▶

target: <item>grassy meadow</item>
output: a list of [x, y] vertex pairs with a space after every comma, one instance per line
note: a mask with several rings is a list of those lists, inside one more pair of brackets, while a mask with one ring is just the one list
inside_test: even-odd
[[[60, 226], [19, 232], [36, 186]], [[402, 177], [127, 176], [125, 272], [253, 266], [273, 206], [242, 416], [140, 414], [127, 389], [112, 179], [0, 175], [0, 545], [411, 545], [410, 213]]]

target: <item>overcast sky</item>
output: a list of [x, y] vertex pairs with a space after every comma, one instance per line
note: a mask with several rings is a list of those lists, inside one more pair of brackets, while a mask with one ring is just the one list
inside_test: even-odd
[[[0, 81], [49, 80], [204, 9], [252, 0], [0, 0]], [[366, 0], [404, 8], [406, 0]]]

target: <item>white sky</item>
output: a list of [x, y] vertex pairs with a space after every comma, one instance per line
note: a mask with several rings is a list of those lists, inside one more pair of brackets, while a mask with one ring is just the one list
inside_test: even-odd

◀

**Task to complete**
Reproduce verbatim the lines from the very first one through the line containing "545], [410, 213]]]", including both.

**Task answer**
target: <item>grassy meadow</item>
output: a list of [x, y] vertex pairs with a space after every comma, one instance per line
note: a mask with several rings is a list of those lists, inside one more pair of brackets, while a mask with one ring is just the one list
inside_test: even-odd
[[[60, 226], [19, 232], [36, 186]], [[402, 177], [127, 176], [125, 272], [253, 266], [273, 206], [242, 416], [140, 414], [127, 389], [112, 179], [0, 175], [0, 545], [411, 545], [410, 213]]]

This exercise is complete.